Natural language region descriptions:
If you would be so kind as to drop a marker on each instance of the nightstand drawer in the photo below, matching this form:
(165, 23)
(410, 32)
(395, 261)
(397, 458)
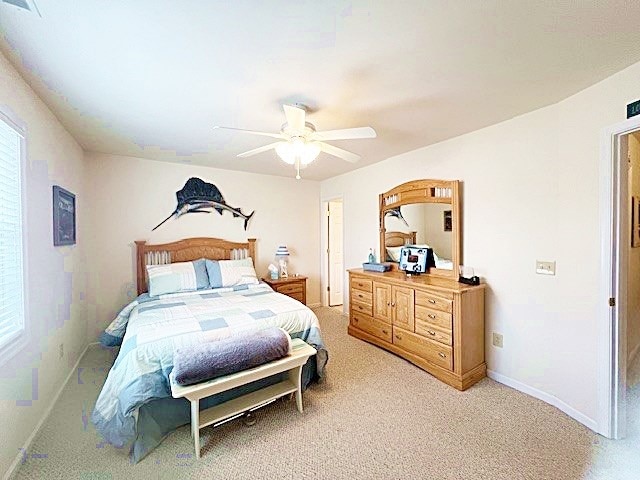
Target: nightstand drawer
(298, 296)
(362, 308)
(362, 297)
(362, 284)
(290, 288)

§ **What you will do**
The entries above need to be transcribed word for word, and the pictures stay out.

§ **Exercise solution**
If you would be so kind as to drop a marker on each instance of the nightstand drawer in the photo below, matching this form:
(165, 23)
(410, 32)
(395, 261)
(397, 458)
Target: nightstand drawer
(298, 296)
(362, 308)
(362, 297)
(362, 284)
(290, 288)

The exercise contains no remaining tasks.